Abstract
The Swampland Program aims to address the question, “when does an effective field theory model of quantum gravity have an ultraviolet complete embedding in string theory?”, and can be regarded as a bottom-up approach for investigations of quantum gravity. An alternative top-down approach aims to explore the imprints and the constraints imposed by string-theory dualities and symmetries on the effective field theory representations of quantum gravity. The most celebrated example of this approach is mirror symmetry. Mirror symmetry was first observed in worldsheet contructions of string compactifications. It was completely unexpected from the effective field theory point of view, and its implications in that context were astounding. In terms of the moduli parameters of toroidally compactified Narain spaces, mirror symmetry can be regarded as arising from mappings of the moduli of the internal compactified space. Spinor-vector duality, which was discovered in worldsheet constructions of string vacua, is an extension of mirror symmetry that arises from mappings of the Wilson line moduli and provide a probe to constrain and explore the moduli spaces of (2, 0) string compactifications. Mirror symmetry and spinor-vector duality are mere two examples of a much wider symmetry structure, whose implications have yet to be unravelled. A mapping between supersymmetric and non-supersymmetric vacua is briefly discussed. T-duality is another important property of string theory and can be thought of as phase-space duality in compact space. I propose that manifest phase-space duality and the related equivalence postulate of quantum mechanics provide the background independent overarching principles underlying quantum gravity.

Data entries:
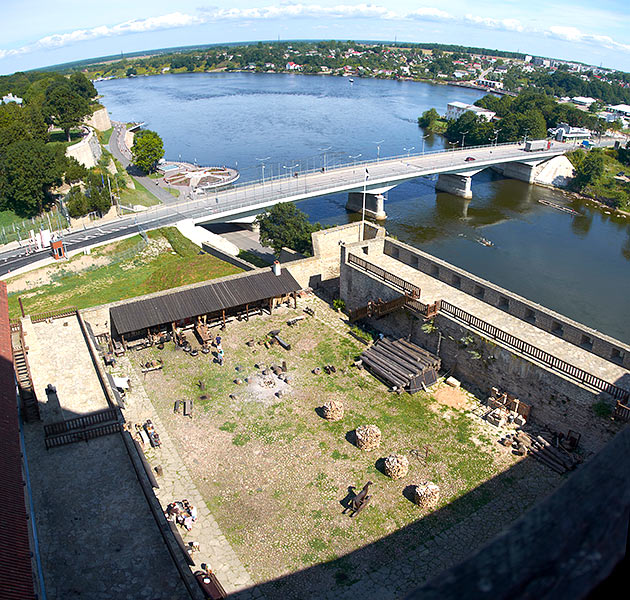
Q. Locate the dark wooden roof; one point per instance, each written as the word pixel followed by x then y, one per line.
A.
pixel 16 578
pixel 205 299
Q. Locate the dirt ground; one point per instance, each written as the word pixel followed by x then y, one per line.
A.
pixel 277 476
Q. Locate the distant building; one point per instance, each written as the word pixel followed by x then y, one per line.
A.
pixel 456 109
pixel 583 100
pixel 565 133
pixel 495 85
pixel 11 98
pixel 623 110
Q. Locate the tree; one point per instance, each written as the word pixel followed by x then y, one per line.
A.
pixel 65 108
pixel 147 150
pixel 284 225
pixel 589 170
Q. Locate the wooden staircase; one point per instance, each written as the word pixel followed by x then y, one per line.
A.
pixel 30 406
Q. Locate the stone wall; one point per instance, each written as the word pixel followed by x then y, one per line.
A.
pixel 472 358
pixel 99 120
pixel 87 151
pixel 323 266
pixel 540 316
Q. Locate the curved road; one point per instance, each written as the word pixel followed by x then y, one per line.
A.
pixel 249 198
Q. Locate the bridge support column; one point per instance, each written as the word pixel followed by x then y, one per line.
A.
pixel 521 171
pixel 374 204
pixel 458 185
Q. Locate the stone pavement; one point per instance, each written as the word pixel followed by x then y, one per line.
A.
pixel 177 484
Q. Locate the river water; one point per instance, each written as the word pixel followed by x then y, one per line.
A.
pixel 577 265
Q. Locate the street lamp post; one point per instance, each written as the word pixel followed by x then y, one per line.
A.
pixel 424 137
pixel 262 164
pixel 354 158
pixel 325 150
pixel 378 150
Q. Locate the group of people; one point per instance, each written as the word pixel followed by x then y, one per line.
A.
pixel 183 513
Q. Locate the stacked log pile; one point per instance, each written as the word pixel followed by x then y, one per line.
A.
pixel 401 364
pixel 557 459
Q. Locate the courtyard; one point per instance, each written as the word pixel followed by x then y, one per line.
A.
pixel 276 476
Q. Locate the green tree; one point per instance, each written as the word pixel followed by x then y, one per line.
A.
pixel 28 169
pixel 589 170
pixel 284 225
pixel 77 203
pixel 147 150
pixel 65 108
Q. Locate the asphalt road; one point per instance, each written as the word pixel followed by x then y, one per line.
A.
pixel 255 196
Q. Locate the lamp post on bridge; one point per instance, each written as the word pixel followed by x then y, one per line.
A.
pixel 378 150
pixel 325 150
pixel 262 164
pixel 354 158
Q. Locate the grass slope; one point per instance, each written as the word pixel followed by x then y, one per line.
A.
pixel 117 271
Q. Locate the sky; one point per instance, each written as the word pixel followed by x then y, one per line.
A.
pixel 38 33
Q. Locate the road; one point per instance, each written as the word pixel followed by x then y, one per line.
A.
pixel 250 198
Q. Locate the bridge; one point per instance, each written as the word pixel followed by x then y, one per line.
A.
pixel 241 203
pixel 369 180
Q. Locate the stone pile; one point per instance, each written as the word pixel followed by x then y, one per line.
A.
pixel 333 410
pixel 396 466
pixel 426 495
pixel 368 437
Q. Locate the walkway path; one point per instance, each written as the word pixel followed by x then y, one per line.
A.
pixel 177 484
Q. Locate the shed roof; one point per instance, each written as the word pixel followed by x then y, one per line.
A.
pixel 205 299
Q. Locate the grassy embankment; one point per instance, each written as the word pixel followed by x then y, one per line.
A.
pixel 115 272
pixel 608 188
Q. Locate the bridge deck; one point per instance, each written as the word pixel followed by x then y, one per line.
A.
pixel 433 289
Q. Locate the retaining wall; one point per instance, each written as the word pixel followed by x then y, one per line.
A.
pixel 539 316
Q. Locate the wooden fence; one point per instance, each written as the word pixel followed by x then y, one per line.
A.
pixel 528 350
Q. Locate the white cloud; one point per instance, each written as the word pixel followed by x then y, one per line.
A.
pixel 313 11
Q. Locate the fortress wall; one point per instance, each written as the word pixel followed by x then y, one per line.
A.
pixel 540 316
pixel 99 120
pixel 555 400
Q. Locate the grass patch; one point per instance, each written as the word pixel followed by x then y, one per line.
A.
pixel 138 274
pixel 253 259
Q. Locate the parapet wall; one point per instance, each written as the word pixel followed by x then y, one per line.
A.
pixel 470 357
pixel 513 304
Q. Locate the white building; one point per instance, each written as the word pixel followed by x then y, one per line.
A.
pixel 496 85
pixel 11 98
pixel 623 110
pixel 456 109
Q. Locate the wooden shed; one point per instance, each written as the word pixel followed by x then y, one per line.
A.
pixel 402 365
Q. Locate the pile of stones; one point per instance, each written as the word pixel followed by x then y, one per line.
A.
pixel 368 437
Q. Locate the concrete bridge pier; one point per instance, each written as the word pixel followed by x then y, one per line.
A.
pixel 374 204
pixel 452 183
pixel 522 171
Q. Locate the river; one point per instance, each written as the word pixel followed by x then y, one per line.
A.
pixel 577 265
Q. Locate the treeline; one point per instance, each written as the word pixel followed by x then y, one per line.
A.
pixel 30 164
pixel 530 114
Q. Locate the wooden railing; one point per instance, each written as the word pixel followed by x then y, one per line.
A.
pixel 60 313
pixel 384 275
pixel 527 349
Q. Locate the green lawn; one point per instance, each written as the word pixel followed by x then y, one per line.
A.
pixel 139 195
pixel 118 272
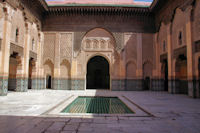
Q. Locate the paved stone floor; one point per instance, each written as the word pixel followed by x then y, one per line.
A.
pixel 24 113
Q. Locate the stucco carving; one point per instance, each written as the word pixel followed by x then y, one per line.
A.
pixel 49 46
pixel 66 46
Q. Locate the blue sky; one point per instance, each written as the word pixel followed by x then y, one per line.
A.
pixel 135 0
pixel 145 0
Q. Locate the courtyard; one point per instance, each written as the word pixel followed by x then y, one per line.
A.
pixel 30 112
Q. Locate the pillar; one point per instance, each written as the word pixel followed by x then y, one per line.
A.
pixel 56 78
pixel 190 66
pixel 157 81
pixel 40 71
pixel 23 68
pixel 139 71
pixel 171 77
pixel 5 51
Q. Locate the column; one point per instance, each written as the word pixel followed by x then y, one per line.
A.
pixel 157 82
pixel 56 78
pixel 190 66
pixel 169 58
pixel 139 71
pixel 41 76
pixel 23 72
pixel 5 52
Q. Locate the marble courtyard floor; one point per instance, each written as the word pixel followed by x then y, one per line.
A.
pixel 29 112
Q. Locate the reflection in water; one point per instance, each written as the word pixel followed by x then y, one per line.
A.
pixel 98 105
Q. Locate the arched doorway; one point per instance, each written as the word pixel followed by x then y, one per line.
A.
pixel 165 74
pixel 48 82
pixel 181 74
pixel 98 76
pixel 147 73
pixel 199 75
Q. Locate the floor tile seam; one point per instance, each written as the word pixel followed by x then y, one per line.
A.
pixel 60 103
pixel 151 115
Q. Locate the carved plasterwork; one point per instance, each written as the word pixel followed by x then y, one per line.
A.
pixel 97 44
pixel 66 46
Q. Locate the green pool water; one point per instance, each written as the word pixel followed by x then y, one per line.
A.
pixel 97 105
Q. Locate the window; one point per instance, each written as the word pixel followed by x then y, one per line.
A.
pixel 33 44
pixel 180 38
pixel 17 35
pixel 0 43
pixel 164 46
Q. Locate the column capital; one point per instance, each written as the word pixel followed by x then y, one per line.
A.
pixel 8 13
pixel 28 26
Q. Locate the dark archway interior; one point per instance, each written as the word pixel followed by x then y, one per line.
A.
pixel 181 74
pixel 199 75
pixel 30 74
pixel 48 82
pixel 166 75
pixel 98 76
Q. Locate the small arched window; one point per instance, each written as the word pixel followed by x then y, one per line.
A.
pixel 33 44
pixel 164 46
pixel 17 35
pixel 180 36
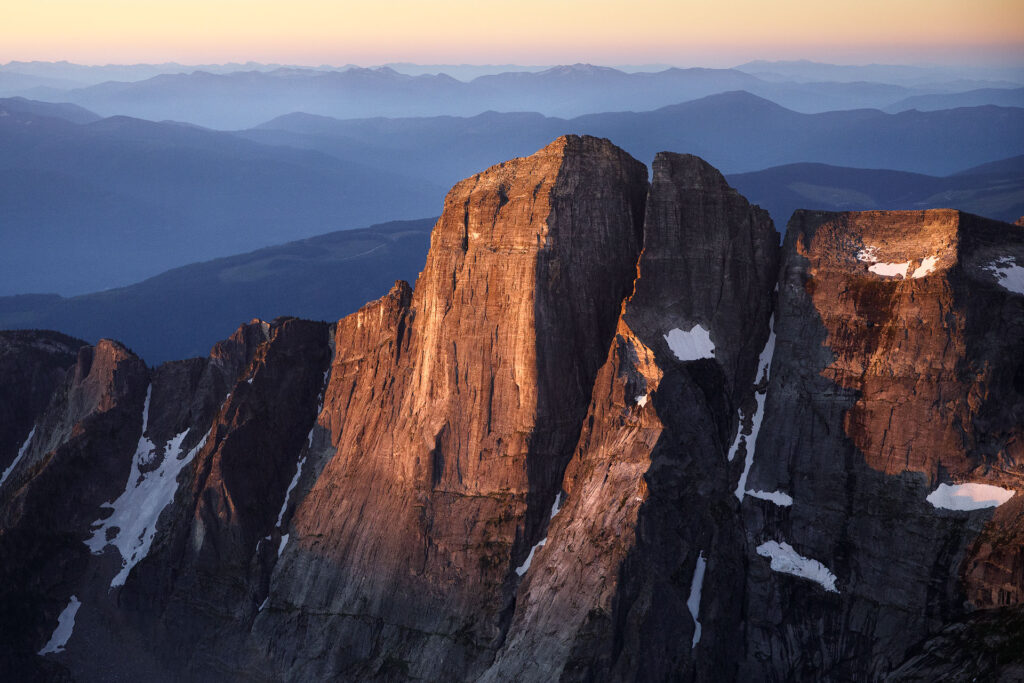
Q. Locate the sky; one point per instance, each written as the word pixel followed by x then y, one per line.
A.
pixel 713 33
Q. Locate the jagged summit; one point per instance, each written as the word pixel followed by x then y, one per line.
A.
pixel 614 432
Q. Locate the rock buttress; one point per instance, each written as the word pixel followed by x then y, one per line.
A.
pixel 453 414
pixel 612 592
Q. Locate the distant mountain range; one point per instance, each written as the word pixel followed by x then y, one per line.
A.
pixel 93 205
pixel 231 99
pixel 181 312
pixel 736 132
pixel 995 190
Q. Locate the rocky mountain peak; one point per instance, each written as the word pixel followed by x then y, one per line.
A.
pixel 613 433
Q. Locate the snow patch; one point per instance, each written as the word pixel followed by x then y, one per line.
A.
pixel 969 496
pixel 926 266
pixel 692 344
pixel 786 560
pixel 522 568
pixel 66 624
pixel 557 506
pixel 776 497
pixel 891 269
pixel 295 480
pixel 693 602
pixel 1008 273
pixel 868 255
pixel 132 525
pixel 751 438
pixel 20 454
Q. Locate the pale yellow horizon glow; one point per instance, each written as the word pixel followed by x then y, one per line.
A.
pixel 524 32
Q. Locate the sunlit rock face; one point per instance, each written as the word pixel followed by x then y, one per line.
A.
pixel 885 385
pixel 614 432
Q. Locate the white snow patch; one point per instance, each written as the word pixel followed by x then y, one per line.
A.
pixel 66 624
pixel 1009 274
pixel 969 496
pixel 295 480
pixel 751 439
pixel 693 602
pixel 557 506
pixel 776 497
pixel 145 496
pixel 692 344
pixel 927 265
pixel 891 269
pixel 521 569
pixel 786 560
pixel 868 255
pixel 20 454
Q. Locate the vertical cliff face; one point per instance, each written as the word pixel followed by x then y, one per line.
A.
pixel 614 433
pixel 453 413
pixel 32 367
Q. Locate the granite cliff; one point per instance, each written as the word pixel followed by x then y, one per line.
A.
pixel 614 432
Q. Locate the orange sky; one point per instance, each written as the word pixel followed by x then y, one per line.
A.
pixel 712 32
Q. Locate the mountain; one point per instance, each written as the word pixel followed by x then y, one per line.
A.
pixel 807 71
pixel 20 105
pixel 932 102
pixel 995 190
pixel 228 100
pixel 183 311
pixel 737 131
pixel 615 432
pixel 109 203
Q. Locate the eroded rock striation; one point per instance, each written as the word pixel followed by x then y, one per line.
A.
pixel 614 432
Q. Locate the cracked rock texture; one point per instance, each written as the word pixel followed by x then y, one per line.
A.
pixel 614 432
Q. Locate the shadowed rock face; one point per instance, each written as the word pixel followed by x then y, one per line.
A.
pixel 453 413
pixel 613 433
pixel 883 386
pixel 32 366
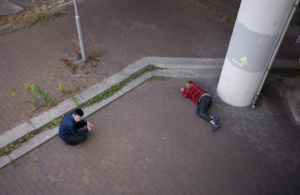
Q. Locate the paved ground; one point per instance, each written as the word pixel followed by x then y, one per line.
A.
pixel 151 142
pixel 125 31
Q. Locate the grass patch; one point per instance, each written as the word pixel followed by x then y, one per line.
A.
pixel 286 72
pixel 12 146
pixel 40 17
pixel 159 78
pixel 110 91
pixel 56 14
pixel 75 101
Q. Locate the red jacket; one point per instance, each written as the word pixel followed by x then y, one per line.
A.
pixel 193 92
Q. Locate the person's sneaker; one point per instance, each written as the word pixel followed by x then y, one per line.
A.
pixel 215 127
pixel 216 119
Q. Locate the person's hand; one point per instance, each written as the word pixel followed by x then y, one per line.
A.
pixel 90 124
pixel 90 128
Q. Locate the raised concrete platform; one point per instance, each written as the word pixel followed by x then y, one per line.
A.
pixel 8 8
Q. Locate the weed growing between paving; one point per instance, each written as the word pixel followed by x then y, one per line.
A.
pixel 66 91
pixel 109 92
pixel 56 14
pixel 75 101
pixel 286 72
pixel 222 16
pixel 12 146
pixel 39 93
pixel 53 123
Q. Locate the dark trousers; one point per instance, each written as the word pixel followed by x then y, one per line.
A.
pixel 202 108
pixel 74 140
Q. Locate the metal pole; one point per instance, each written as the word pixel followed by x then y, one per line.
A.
pixel 80 36
pixel 275 53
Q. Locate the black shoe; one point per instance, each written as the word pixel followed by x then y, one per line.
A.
pixel 71 143
pixel 215 127
pixel 216 119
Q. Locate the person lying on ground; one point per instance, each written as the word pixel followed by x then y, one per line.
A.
pixel 203 102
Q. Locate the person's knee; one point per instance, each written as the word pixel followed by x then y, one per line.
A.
pixel 84 137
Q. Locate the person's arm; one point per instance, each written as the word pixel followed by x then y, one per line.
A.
pixel 186 92
pixel 77 133
pixel 82 123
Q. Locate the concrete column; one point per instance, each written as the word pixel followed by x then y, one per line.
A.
pixel 255 35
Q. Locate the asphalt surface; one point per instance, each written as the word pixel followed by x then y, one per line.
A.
pixel 149 141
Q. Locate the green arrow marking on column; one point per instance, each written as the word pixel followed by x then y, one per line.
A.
pixel 244 61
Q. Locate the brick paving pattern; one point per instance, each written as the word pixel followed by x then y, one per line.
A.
pixel 150 141
pixel 125 30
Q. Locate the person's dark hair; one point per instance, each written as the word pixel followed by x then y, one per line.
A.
pixel 78 112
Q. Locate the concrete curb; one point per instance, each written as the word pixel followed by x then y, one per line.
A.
pixel 205 68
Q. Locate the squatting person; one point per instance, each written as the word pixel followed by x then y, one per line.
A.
pixel 203 102
pixel 69 129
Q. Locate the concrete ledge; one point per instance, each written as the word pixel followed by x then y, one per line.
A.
pixel 286 64
pixel 116 78
pixel 4 160
pixel 136 82
pixel 136 66
pixel 57 111
pixel 33 143
pixel 187 63
pixel 203 74
pixel 91 92
pixel 157 60
pixel 92 109
pixel 15 134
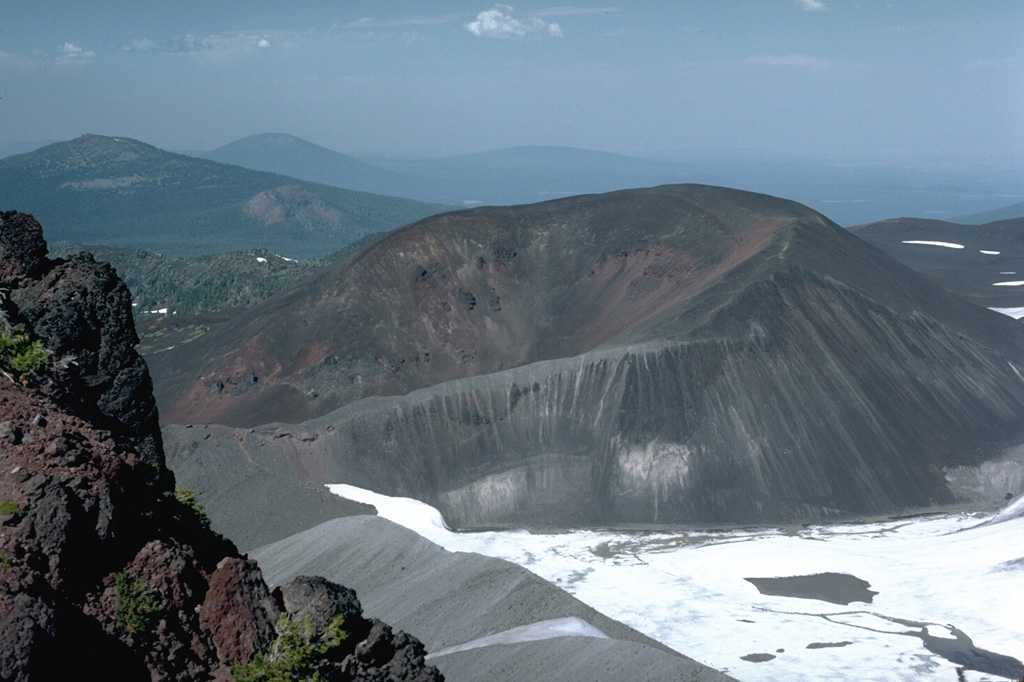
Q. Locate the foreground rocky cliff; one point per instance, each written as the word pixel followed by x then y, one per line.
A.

Problem set:
(a) Please write out the whole abstract on string theory dualities, word for word.
(b) Give the rows again word for word, from the line containing "Q. Locate the green arrow" through the line containing "pixel 15 134", with both of those lines included.
The rows bear no relation to the abstract.

The replies:
(a)
Abstract
The Swampland Program aims to address the question, “when does an effective field theory model of quantum gravity have an ultraviolet complete embedding in string theory?”, and can be regarded as a bottom-up approach for investigations of quantum gravity. An alternative top-down approach aims to explore the imprints and the constraints imposed by string-theory dualities and symmetries on the effective field theory representations of quantum gravity. The most celebrated example of this approach is mirror symmetry. Mirror symmetry was first observed in worldsheet contructions of string compactifications. It was completely unexpected from the effective field theory point of view, and its implications in that context were astounding. In terms of the moduli parameters of toroidally compactified Narain spaces, mirror symmetry can be regarded as arising from mappings of the moduli of the internal compactified space. Spinor-vector duality, which was discovered in worldsheet constructions of string vacua, is an extension of mirror symmetry that arises from mappings of the Wilson line moduli and provide a probe to constrain and explore the moduli spaces of (2, 0) string compactifications. Mirror symmetry and spinor-vector duality are mere two examples of a much wider symmetry structure, whose implications have yet to be unravelled. A mapping between supersymmetric and non-supersymmetric vacua is briefly discussed. T-duality is another important property of string theory and can be thought of as phase-space duality in compact space. I propose that manifest phase-space duality and the related equivalence postulate of quantum mechanics provide the background independent overarching principles underlying quantum gravity.

(b)
Q. Locate the green arrow marking on column; one point per instance, each written as the word pixel followed by x then y, one per line.
A.
pixel 244 61
Q. Locate the brick paving pattern; one point per instance, each written as the word pixel followed by x then y, one per line.
A.
pixel 150 141
pixel 125 30
Q. Locate the person's dark hair; one point per instance, each written as the word pixel followed by x then y, one per line.
A.
pixel 78 112
Q. Locate the concrete curb; one point per instance, each written as the word pixel followed by x then y, one per line.
A.
pixel 205 68
Q. Locate the squatting person; one point per instance, each written as the word pixel followed by x then y, one per line.
A.
pixel 203 102
pixel 69 129
Q. Locate the concrete ledge; one point per instance, each written as the word pixel followed by x then y, one per line.
A.
pixel 286 64
pixel 116 78
pixel 4 160
pixel 136 82
pixel 136 66
pixel 57 111
pixel 33 143
pixel 187 63
pixel 203 74
pixel 91 92
pixel 157 60
pixel 92 109
pixel 15 134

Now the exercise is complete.